The C substrate is in tree at Phase 0. The libcapos/ crate compiles to libcapos.a, a thin Rust staticlib that exposes the capos-rt syscall, ring CALL, CapSet lookup, and global allocator under an extern "C" ABI. C binaries link statically against the archive, share the userspace ELF layout used by Rust demos, and run inside the existing capos-rt _start chain. make run-c-hello boots a C main() that calls Console.writeLine, Timer.now, EntropySource.fill, and VirtualMemory wrappers through libcapos and exits cleanly. make run-c-pipe boots a second native C smoke that creates a kernel pipe through the typed ProcessSpawner.createPipe wrapper, writes and reads a marker through typed Pipe wrappers, closes the writer, observes EOF, and exits cleanly.

The current substrate is intentionally narrow: capability primitives, hand-written typed wrappers (capos_console_write_line, capos_timer_now, capos_entropy_fill, the capos_virtual_memory_{map,unmap,protect} trio, capos_process_spawner_create_pipe, and capos_pipe_{read,write,close}), raw syscalls, and the heap shim. The Pipe wrapper is a typed bridge over the existing transferred-result-cap path; it does not make capos_cap_call() a general transfer ABI, which still refuses transfer-bearing completions with CAPOS_E_TRANSFER_NOT_SUPPORTED. Anything POSIX-shaped (errno, fd table, open/read/write, signals, fork/exec, sockets) belongs in the separate libcapos-posix layer above libcapos. Generated typed wrappers for the remaining capabilities (NetworkManager, Endpoint, etc.), a stable C ABI for cap-transfer (today the v0 surface refuses transfer-bearing completions with CAPOS_E_TRANSFER_NOT_SUPPORTED), and per-thread runtime routing are also future work. Until that routing or a POSIX pthread layer lands, libcapos v0 is fail-closed for C-created capOS threads: capos_cap_call rejects bootstrap ThreadSpawner capabilities with CAPOS_E_THREADING_UNSUPPORTED, and concurrent or re-entrant runtime borrows return CAPOS_E_RUNTIME_BUSY.

The target libcapos shape is a static library providing:

#include <capos.h>

// Ring-based capability invocation (synchronous wrapper around SQ/CQ ring)
int cap_call(cap_ring_t *ring, uint32_t cap_id, uint16_t method_id,
             const void *params, size_t params_len,
             void *result, size_t result_len);

// Typed wrappers (generated from .capnp schema)

■ Extracted information
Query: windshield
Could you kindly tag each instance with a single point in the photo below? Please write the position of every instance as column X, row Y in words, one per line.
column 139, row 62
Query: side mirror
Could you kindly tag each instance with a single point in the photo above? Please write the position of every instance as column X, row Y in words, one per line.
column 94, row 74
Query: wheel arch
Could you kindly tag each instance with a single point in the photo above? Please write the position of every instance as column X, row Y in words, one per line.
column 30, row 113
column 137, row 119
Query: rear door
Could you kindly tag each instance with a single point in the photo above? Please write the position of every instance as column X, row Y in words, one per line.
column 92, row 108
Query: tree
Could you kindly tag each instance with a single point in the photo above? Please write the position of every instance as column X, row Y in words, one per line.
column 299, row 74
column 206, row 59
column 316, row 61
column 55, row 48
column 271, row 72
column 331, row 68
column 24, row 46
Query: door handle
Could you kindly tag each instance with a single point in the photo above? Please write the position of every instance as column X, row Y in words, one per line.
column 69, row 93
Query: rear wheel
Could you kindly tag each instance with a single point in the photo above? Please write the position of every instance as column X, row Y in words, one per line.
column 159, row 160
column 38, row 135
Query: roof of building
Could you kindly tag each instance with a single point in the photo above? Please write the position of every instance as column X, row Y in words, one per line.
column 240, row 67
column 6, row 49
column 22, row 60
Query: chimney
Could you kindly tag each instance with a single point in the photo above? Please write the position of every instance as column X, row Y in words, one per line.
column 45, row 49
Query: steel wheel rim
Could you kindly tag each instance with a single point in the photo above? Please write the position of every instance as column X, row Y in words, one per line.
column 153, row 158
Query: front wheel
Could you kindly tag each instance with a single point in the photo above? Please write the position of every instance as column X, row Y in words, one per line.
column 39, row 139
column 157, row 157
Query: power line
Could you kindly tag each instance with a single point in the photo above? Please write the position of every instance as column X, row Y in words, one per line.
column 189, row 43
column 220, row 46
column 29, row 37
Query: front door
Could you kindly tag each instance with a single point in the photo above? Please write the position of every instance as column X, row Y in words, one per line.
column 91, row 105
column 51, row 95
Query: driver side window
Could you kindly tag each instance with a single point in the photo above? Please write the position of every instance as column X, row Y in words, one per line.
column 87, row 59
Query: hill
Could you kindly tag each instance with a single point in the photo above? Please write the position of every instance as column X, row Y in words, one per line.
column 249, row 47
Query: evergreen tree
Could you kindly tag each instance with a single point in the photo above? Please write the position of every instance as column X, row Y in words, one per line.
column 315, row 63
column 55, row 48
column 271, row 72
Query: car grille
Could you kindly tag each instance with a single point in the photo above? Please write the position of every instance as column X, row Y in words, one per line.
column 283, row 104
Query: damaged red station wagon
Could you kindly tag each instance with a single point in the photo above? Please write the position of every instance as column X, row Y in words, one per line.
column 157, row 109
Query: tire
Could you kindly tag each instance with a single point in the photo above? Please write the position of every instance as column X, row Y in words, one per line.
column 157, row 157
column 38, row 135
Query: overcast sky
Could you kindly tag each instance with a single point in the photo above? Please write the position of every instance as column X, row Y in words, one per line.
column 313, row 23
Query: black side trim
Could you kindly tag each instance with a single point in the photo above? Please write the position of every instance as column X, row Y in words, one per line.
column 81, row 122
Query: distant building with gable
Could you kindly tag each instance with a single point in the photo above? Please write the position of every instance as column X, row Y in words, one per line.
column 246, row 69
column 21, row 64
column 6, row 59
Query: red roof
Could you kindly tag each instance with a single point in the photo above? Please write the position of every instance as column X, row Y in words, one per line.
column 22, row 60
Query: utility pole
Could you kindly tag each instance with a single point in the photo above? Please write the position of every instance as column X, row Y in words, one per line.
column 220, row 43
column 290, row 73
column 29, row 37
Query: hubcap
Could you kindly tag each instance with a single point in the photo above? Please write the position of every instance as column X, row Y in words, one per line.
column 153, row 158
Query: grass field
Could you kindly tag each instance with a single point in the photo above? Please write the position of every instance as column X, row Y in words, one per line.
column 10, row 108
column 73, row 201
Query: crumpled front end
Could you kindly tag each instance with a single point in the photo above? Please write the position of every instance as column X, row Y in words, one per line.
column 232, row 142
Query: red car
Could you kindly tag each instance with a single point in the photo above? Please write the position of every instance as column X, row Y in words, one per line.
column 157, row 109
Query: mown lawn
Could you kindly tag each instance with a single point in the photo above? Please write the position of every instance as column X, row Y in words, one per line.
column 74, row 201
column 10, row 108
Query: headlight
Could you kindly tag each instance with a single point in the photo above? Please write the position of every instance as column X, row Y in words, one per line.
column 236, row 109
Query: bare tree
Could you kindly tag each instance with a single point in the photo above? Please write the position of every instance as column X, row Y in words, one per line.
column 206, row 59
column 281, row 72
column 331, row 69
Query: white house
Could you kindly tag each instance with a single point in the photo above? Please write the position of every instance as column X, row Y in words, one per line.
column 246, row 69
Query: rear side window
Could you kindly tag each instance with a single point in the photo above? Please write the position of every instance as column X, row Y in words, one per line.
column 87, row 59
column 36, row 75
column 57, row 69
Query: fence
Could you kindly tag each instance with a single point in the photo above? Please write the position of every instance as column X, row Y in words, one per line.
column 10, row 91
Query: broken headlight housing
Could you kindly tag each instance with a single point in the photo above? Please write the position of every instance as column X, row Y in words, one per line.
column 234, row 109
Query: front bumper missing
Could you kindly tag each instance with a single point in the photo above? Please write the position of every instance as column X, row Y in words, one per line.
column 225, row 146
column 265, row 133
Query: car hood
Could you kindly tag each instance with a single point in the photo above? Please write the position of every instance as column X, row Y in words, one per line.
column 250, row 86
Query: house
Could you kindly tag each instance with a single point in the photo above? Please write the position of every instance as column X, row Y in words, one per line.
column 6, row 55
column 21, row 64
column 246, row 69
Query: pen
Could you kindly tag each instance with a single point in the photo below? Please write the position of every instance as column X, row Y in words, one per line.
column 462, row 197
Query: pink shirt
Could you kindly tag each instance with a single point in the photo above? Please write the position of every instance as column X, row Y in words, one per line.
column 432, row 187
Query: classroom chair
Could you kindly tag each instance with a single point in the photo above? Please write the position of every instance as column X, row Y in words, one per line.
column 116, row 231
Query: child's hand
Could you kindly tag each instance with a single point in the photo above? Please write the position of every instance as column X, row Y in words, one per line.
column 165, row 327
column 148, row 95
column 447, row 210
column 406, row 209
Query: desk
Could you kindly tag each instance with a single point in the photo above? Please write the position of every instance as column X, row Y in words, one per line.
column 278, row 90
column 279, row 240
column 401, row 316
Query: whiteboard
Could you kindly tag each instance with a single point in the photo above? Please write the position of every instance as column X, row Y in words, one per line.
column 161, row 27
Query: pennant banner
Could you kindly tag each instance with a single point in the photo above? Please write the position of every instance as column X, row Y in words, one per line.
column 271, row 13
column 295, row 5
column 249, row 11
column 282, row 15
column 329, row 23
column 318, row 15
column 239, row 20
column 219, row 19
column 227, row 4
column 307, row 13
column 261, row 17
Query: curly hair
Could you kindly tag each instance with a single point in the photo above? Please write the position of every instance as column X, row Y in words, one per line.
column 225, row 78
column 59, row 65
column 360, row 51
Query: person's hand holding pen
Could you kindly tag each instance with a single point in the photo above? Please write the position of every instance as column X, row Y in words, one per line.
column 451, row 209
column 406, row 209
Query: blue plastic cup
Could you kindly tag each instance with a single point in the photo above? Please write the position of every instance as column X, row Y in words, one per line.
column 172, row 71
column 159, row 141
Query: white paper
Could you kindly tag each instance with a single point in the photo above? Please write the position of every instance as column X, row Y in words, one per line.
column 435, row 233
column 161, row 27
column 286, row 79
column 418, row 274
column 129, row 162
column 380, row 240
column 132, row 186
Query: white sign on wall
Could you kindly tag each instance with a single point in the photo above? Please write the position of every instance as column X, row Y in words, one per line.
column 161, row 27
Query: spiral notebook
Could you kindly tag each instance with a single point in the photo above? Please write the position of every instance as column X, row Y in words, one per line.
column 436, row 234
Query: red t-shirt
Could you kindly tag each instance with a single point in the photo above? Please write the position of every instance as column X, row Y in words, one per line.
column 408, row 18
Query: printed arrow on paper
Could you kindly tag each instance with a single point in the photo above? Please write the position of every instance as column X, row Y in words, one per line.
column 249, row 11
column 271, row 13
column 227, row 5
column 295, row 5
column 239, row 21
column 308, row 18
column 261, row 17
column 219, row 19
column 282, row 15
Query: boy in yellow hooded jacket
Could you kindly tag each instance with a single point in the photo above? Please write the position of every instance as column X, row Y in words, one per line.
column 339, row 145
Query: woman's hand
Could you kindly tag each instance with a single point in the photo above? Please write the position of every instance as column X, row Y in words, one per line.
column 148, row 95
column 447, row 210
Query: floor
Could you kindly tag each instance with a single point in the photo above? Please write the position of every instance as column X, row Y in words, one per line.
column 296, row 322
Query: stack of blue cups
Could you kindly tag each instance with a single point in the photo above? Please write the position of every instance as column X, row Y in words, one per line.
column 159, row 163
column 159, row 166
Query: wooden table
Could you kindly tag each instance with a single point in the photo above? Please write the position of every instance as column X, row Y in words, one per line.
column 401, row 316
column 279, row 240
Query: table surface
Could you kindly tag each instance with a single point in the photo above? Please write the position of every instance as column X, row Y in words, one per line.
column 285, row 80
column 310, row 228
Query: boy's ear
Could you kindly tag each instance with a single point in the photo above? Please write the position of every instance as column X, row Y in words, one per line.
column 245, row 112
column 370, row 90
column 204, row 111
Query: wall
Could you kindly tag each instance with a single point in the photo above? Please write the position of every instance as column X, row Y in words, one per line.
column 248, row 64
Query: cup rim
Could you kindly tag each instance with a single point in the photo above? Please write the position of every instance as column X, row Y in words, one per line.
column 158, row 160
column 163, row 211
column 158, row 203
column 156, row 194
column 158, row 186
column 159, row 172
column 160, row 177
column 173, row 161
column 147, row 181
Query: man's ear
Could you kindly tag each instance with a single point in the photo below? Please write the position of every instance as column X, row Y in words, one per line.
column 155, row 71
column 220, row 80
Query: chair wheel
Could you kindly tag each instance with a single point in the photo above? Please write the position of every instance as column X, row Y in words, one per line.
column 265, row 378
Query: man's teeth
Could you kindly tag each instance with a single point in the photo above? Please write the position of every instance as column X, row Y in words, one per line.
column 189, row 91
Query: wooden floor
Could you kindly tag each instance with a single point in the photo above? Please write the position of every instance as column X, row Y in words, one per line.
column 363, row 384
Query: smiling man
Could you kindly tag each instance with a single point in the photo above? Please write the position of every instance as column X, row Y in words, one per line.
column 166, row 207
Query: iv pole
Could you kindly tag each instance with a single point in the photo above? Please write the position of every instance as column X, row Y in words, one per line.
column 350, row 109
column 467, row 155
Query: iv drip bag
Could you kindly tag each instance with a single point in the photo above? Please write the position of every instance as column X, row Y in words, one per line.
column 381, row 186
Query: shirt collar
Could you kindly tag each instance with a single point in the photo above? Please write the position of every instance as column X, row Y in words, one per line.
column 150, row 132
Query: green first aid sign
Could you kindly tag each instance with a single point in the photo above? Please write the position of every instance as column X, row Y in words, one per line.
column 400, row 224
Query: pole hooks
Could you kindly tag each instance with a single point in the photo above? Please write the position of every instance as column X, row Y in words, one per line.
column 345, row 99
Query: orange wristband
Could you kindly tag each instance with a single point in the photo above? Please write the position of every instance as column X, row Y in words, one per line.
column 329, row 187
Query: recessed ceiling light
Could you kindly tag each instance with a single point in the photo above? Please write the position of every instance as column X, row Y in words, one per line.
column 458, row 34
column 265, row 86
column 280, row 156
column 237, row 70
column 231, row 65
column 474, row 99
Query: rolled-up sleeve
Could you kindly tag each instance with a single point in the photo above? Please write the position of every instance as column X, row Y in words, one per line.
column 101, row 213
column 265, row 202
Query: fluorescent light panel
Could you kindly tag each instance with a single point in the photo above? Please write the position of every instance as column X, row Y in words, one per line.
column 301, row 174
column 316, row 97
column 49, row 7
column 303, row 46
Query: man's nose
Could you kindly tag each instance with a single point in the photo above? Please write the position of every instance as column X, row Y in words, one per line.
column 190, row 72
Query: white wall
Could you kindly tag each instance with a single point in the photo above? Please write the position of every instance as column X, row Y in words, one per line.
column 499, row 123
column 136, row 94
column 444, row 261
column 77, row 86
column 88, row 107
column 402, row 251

■ Aim of the task
Can you retype the part of the libcapos passage that starts with "The target libcapos" and goes on through "from .capnp schema)", word for word?

■ Exercise result
The target libcapos shape is a static library providing:

#include <capos.h>

// Ring-based capability invocation (synchronous wrapper around SQ/CQ ring)
int cap_call(cap_ring_t *ring, uint32_t cap_id, uint16_t method_id,
             const void *params, size_t params_len,
             void *result, size_t result_len);

// Typed wrappers (generated from .capnp schema)